## Start Material shown

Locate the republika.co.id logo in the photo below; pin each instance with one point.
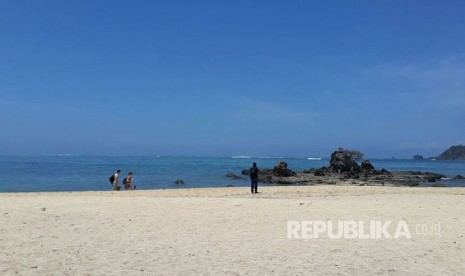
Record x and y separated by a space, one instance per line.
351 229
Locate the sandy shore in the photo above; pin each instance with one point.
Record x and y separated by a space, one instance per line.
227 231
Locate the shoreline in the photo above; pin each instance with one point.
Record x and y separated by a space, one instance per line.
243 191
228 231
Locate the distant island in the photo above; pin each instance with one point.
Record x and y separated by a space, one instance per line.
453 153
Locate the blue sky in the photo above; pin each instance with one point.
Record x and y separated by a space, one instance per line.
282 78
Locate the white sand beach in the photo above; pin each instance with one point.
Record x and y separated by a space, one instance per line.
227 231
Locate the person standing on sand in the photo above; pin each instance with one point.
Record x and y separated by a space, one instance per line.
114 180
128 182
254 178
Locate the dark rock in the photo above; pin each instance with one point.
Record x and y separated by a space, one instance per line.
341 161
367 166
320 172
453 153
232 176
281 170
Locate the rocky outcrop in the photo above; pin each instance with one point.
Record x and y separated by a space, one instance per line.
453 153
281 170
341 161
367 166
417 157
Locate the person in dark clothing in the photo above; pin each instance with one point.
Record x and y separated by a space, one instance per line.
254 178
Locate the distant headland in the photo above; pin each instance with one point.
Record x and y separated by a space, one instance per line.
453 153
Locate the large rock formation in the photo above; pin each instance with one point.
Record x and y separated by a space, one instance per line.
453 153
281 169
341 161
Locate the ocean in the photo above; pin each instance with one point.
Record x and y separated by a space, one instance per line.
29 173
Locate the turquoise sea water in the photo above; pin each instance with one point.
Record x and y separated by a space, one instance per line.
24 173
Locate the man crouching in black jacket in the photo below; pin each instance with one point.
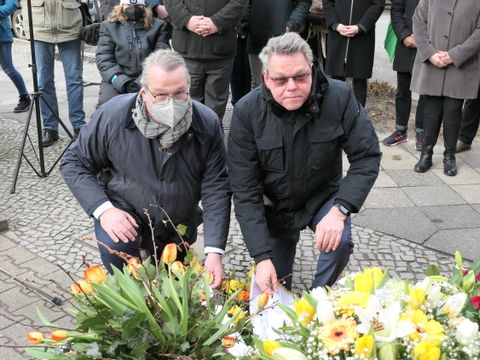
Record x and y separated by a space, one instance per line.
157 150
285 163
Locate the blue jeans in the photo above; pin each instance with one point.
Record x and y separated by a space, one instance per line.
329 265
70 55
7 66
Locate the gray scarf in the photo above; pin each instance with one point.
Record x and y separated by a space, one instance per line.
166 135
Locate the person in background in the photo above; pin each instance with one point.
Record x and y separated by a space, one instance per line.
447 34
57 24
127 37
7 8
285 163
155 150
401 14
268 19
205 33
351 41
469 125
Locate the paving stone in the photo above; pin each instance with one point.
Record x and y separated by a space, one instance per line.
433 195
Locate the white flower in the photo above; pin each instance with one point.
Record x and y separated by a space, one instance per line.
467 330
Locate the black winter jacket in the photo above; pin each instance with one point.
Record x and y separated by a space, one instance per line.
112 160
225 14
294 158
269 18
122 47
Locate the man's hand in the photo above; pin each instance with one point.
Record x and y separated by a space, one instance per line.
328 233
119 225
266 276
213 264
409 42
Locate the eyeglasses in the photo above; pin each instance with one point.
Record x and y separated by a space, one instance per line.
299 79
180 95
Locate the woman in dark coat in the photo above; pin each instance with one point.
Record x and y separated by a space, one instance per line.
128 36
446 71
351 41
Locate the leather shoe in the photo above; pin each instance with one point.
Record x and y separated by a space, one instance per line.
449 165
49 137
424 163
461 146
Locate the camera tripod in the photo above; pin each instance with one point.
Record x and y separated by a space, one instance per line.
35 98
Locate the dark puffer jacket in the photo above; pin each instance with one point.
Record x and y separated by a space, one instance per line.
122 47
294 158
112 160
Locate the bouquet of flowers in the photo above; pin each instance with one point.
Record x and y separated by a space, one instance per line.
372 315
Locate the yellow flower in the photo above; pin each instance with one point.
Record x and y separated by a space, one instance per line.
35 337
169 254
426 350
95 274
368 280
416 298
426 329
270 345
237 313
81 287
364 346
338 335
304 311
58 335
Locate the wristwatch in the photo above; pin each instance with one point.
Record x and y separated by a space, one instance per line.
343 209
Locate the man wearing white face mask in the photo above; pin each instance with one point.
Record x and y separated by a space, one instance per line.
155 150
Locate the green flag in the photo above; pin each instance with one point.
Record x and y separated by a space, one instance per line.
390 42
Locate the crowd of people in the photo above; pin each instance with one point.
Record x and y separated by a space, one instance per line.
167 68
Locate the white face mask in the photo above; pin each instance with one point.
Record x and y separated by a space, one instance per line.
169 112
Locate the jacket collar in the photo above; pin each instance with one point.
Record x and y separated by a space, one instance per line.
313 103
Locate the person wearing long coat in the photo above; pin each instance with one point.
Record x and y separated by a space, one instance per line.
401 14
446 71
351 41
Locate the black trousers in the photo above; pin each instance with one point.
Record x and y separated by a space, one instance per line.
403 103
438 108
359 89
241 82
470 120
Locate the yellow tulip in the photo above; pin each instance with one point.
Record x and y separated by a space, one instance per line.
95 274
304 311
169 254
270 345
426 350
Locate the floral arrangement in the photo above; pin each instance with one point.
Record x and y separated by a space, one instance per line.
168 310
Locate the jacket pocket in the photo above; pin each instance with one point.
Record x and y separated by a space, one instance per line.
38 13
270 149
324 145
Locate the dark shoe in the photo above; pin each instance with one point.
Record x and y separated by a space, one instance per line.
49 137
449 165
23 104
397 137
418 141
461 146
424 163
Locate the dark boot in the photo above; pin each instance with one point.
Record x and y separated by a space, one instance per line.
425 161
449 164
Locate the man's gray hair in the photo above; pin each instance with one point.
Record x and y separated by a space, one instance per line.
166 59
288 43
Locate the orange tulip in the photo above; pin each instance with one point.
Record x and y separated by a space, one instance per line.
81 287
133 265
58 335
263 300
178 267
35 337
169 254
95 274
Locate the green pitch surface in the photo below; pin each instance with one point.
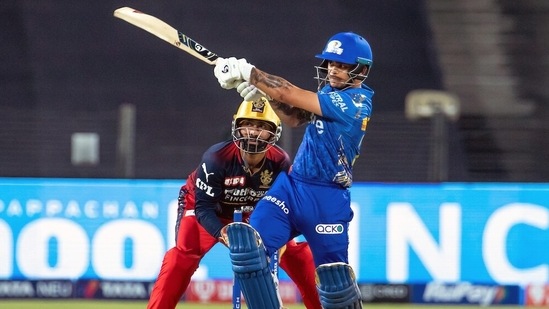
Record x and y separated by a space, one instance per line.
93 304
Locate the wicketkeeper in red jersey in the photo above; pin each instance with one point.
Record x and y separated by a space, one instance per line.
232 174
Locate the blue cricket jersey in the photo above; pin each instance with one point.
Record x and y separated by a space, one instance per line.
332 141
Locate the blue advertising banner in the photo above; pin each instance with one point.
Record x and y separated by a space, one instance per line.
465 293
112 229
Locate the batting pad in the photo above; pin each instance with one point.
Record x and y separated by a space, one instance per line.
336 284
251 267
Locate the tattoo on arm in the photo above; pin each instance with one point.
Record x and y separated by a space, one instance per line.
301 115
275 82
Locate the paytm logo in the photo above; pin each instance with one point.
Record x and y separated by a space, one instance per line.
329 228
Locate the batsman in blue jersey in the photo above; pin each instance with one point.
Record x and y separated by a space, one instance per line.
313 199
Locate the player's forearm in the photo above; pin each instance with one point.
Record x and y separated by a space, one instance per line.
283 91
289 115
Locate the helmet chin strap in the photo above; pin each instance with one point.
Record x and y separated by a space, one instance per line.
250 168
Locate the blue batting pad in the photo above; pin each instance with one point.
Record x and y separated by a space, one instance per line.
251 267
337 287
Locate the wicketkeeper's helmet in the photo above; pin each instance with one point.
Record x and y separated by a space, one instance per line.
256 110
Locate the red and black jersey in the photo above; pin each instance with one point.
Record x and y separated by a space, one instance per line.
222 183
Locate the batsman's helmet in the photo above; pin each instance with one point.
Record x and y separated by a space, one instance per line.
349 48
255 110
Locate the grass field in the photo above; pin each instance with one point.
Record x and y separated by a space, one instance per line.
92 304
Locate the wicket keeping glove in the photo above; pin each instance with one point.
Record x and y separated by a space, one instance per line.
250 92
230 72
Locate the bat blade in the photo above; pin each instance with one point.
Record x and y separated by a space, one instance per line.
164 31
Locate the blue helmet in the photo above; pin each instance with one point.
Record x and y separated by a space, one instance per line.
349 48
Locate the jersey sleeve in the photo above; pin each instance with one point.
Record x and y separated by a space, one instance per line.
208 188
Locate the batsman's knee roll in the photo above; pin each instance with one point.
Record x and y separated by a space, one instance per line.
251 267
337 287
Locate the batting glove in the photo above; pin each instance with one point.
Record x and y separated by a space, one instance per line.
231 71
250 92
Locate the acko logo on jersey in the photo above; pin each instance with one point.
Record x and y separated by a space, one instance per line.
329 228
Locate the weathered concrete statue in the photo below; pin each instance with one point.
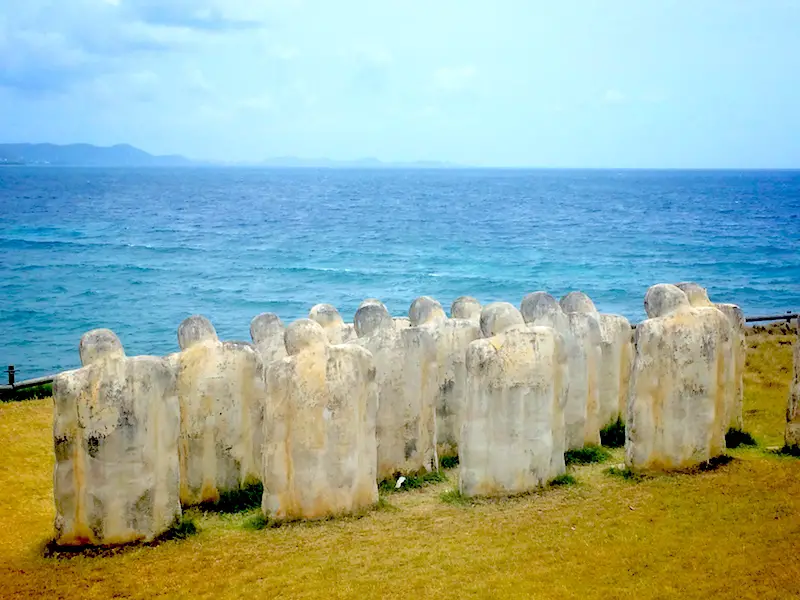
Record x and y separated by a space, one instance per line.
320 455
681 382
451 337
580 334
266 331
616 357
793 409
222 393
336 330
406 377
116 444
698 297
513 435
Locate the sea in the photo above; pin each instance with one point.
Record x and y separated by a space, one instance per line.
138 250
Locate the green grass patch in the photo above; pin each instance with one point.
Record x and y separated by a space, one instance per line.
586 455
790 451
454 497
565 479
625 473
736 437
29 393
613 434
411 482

## End Material shown
## Start Material shown

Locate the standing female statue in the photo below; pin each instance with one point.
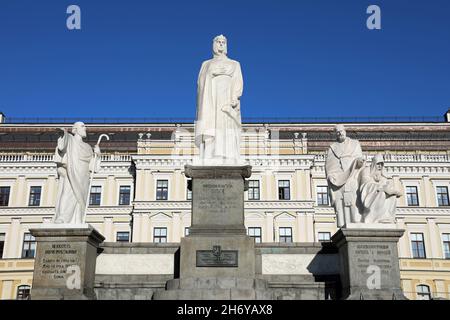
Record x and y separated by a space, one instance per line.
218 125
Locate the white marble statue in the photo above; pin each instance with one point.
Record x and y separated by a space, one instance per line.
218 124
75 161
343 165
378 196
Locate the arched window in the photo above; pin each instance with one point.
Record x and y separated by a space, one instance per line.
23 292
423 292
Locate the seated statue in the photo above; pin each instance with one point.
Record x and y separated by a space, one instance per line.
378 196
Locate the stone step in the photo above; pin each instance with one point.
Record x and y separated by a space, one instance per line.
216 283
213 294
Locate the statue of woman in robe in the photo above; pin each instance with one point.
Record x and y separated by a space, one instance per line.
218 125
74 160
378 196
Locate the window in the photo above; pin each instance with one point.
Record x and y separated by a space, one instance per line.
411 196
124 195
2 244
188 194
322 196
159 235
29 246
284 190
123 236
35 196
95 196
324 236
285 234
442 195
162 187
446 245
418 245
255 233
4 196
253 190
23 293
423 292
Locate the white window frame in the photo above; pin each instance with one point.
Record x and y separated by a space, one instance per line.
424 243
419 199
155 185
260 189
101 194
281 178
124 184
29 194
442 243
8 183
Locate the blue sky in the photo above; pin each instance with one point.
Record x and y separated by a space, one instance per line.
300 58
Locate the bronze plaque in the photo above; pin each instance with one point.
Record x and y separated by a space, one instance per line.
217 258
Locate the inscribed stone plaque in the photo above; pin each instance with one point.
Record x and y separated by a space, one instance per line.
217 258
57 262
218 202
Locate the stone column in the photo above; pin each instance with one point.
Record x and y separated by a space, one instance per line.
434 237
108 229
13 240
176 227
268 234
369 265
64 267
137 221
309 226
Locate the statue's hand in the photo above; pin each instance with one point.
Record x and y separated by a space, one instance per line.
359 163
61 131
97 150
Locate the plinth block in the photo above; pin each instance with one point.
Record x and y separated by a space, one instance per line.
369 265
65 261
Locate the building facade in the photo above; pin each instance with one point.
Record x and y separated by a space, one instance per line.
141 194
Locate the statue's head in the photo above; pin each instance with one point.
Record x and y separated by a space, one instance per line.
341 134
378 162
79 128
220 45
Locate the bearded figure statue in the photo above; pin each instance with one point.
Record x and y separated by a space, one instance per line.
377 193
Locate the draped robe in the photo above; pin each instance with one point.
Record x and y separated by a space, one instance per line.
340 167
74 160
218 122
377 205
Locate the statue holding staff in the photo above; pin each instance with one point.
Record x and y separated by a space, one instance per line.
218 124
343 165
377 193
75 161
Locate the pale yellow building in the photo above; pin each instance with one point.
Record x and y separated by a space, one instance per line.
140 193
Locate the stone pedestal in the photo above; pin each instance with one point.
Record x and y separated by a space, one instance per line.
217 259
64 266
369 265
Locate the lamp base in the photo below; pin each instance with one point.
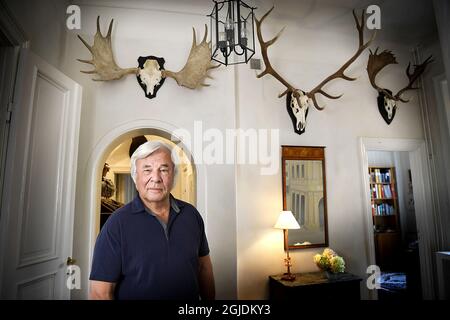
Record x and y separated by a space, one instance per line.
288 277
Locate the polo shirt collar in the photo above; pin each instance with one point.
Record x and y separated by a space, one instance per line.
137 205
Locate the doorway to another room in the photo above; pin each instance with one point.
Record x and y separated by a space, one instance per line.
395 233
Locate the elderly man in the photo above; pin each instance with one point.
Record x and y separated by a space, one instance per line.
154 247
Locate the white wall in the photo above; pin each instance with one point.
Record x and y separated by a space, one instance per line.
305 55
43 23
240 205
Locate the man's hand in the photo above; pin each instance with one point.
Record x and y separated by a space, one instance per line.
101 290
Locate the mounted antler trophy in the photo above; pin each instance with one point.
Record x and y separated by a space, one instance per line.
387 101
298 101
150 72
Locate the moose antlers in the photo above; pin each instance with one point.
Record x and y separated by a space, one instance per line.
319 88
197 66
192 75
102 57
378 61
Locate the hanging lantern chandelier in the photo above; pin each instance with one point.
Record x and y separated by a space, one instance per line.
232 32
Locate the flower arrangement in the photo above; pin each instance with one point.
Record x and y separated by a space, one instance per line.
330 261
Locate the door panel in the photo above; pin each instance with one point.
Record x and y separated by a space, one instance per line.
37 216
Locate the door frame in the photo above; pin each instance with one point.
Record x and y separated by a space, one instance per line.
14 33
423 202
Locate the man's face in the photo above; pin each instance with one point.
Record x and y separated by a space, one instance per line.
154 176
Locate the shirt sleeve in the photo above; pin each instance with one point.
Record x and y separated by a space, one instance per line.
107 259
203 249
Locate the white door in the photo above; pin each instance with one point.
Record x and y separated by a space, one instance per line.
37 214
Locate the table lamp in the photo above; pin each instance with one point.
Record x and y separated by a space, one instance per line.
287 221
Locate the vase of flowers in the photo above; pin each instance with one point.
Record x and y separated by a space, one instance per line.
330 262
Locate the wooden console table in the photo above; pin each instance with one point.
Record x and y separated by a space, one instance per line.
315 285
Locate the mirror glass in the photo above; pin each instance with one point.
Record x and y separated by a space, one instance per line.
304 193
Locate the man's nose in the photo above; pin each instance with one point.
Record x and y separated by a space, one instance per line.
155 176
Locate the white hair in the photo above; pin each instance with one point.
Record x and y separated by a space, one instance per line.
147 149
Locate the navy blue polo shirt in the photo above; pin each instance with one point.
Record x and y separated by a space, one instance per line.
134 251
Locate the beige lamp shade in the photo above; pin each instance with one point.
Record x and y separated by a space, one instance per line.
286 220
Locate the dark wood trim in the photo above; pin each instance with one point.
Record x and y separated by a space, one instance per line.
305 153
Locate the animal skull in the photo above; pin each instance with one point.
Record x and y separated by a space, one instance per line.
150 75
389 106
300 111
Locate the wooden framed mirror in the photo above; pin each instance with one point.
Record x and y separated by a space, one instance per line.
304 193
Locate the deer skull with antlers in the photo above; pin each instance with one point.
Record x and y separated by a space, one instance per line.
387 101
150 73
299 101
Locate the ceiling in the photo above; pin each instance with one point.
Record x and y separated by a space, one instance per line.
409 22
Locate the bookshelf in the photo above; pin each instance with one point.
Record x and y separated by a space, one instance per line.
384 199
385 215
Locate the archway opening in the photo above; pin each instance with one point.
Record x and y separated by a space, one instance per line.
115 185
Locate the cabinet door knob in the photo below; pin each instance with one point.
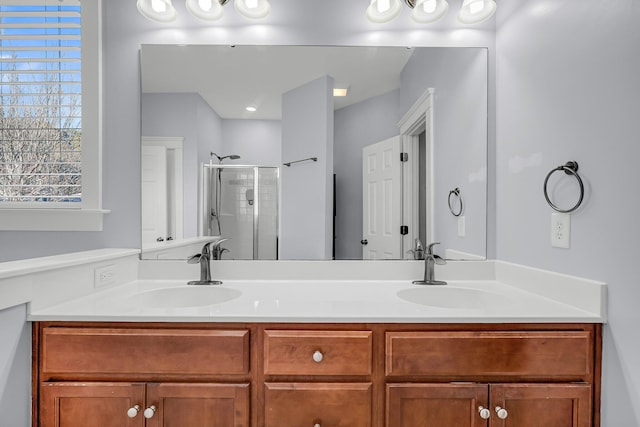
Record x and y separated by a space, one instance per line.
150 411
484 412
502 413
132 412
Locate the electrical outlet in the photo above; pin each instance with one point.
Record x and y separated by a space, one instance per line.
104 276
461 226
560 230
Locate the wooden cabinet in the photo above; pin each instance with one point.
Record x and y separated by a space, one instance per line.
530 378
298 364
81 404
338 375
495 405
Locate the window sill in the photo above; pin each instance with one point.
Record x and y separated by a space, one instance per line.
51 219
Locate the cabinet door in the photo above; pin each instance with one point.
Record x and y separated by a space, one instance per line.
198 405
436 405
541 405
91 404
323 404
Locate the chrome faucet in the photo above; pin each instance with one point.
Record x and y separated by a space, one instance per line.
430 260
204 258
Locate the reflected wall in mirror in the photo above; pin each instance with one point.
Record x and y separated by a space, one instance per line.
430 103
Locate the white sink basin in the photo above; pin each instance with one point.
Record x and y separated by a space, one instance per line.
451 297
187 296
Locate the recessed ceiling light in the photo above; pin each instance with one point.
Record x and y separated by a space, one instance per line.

## End Material shown

* **Aim of the task**
Gather every line from the records above that contains the word "wicketkeeper" and copy each one out. Case counts.

* **Solution**
Locate the wicketkeeper in red jersey in the photo above; pin each instance with one point.
Locate the wicketkeeper's helmet in the photo above; pin each instance with one point.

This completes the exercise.